--- Aim ---
Identify each line in the rows below that contains the string "sofa", and copy every such line in full.

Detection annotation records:
(begin)

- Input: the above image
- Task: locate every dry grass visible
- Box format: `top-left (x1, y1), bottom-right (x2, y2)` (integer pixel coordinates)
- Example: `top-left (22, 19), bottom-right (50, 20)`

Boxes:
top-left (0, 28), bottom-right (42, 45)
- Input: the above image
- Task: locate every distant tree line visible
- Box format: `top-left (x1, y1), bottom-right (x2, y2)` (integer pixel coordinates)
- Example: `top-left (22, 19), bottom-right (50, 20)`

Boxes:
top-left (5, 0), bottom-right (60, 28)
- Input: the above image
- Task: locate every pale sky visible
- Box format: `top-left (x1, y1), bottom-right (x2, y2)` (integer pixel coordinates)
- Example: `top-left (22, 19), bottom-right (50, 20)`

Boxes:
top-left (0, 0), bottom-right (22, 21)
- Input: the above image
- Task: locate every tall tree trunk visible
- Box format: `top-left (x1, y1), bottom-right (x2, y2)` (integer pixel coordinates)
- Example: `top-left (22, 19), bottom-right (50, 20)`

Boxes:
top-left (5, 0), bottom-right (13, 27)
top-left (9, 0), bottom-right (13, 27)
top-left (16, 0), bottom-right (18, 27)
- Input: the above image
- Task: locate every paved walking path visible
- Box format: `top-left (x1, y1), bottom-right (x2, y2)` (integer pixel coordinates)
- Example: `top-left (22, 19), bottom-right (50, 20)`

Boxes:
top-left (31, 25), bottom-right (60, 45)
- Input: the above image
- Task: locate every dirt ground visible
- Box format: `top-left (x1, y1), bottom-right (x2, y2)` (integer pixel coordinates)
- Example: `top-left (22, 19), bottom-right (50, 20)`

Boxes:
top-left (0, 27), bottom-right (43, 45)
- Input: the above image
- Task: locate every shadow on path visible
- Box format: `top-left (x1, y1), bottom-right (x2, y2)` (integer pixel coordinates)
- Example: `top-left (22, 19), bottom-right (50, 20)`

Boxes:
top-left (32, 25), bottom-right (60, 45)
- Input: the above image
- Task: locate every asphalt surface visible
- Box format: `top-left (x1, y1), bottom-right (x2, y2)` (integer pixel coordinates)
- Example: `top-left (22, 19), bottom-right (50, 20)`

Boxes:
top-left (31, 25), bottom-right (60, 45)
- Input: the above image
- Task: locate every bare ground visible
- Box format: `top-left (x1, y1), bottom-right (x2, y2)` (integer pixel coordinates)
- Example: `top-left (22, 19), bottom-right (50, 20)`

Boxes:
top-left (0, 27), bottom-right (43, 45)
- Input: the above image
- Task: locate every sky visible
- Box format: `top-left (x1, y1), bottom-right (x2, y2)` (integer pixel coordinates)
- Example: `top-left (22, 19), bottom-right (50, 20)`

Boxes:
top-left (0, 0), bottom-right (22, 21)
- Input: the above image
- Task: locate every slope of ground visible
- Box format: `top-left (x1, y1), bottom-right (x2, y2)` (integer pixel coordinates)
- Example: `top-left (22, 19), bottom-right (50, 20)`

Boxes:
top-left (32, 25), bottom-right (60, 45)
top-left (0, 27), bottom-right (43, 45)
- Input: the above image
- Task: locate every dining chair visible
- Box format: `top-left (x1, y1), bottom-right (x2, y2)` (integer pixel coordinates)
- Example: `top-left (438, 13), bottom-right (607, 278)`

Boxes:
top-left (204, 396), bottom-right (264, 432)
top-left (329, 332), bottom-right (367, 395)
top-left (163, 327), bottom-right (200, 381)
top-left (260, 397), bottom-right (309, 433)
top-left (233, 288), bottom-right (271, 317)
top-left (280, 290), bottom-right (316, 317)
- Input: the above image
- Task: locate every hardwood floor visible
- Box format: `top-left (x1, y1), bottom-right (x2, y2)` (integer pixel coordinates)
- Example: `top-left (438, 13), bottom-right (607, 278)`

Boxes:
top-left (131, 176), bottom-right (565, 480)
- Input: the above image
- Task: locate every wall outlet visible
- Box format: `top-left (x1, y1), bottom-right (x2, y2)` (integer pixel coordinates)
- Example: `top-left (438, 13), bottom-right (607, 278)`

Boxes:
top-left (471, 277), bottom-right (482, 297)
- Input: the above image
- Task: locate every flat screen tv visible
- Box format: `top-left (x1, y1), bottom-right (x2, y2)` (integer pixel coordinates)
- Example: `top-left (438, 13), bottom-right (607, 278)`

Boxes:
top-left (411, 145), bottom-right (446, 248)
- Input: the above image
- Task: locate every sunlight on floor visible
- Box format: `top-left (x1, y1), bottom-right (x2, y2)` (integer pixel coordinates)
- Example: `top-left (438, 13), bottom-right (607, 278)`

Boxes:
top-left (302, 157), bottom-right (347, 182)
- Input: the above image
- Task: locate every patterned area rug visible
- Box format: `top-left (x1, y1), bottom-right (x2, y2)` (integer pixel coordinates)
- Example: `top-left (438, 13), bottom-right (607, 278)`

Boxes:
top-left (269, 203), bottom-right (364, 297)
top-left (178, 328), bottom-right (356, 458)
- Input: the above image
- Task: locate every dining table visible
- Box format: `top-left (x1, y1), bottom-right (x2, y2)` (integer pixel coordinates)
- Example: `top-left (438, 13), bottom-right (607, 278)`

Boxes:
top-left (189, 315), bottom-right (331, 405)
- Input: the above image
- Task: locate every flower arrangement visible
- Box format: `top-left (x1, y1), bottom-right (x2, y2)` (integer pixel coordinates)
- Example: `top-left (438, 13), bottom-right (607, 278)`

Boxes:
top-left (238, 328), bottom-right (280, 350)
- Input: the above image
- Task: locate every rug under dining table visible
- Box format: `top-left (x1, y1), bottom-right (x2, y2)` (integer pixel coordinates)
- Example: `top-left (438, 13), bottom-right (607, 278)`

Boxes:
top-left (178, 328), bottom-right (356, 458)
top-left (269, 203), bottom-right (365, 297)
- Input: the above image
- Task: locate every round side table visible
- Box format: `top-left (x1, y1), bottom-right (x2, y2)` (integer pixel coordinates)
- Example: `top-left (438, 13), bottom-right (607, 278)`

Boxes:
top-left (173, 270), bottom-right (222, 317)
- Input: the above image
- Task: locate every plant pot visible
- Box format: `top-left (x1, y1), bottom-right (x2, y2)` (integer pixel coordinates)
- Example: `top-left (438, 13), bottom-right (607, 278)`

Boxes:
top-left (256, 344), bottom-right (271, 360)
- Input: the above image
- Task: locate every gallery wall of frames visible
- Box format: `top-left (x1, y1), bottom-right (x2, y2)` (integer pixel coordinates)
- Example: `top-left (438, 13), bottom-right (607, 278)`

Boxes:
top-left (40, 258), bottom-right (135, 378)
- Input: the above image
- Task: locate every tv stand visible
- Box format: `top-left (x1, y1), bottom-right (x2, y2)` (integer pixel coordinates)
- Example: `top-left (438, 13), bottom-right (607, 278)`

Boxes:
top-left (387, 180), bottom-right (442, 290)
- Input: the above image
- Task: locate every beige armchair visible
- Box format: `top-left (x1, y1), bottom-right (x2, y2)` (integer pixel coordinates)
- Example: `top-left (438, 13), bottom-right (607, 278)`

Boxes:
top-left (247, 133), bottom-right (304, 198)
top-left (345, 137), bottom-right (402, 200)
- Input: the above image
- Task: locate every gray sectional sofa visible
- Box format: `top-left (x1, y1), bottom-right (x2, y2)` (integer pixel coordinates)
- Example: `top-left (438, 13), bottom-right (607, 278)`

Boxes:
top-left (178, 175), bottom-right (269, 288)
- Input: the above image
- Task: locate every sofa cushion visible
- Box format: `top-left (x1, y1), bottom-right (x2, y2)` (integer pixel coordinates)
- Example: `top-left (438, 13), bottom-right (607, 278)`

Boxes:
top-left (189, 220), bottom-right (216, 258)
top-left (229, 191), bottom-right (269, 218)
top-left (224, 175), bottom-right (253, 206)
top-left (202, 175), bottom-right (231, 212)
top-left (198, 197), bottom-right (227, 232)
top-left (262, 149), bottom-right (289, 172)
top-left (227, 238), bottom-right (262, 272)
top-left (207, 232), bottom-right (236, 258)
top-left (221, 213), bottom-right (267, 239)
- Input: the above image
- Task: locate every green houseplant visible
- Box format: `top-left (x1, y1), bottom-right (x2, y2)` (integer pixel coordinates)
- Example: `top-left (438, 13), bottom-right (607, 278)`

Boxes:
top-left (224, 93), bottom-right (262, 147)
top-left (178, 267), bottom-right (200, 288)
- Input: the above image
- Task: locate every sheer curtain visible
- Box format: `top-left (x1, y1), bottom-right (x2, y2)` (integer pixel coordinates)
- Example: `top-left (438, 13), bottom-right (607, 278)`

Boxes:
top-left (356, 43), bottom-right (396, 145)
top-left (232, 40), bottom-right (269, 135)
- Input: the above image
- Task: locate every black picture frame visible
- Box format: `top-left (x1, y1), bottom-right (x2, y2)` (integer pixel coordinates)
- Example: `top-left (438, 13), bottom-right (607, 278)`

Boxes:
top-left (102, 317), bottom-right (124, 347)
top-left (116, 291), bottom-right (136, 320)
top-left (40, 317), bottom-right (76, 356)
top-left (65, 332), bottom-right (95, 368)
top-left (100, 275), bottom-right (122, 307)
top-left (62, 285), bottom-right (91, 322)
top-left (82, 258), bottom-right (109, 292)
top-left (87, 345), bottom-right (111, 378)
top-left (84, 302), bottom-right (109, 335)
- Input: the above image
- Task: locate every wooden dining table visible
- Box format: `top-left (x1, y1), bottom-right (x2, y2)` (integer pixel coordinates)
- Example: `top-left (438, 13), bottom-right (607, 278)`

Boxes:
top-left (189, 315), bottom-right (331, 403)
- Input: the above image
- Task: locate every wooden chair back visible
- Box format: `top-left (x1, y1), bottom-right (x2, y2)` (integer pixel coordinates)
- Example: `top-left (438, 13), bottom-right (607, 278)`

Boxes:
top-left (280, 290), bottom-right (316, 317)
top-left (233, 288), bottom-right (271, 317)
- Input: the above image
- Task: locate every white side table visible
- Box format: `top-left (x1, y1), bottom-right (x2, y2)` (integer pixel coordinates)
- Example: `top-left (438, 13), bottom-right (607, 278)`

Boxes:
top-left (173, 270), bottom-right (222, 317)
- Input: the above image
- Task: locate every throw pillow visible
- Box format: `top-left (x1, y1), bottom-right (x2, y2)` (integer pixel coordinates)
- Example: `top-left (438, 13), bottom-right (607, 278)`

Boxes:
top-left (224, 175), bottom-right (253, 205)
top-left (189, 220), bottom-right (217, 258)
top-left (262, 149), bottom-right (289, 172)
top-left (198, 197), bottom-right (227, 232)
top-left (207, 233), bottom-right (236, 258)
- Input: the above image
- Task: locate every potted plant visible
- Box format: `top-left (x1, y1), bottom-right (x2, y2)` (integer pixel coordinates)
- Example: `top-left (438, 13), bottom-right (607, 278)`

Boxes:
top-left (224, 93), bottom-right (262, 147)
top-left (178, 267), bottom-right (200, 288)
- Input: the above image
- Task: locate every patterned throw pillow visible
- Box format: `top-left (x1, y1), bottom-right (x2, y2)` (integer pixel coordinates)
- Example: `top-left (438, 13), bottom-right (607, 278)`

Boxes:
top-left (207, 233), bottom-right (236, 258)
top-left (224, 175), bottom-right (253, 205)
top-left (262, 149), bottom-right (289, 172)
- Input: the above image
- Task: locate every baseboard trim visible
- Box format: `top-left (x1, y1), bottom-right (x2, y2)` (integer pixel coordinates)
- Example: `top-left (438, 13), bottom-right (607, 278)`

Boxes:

(end)

--- Answer ---
- Task: locate every gray sectional sofa visible
- Task: locate every sofa cushion visible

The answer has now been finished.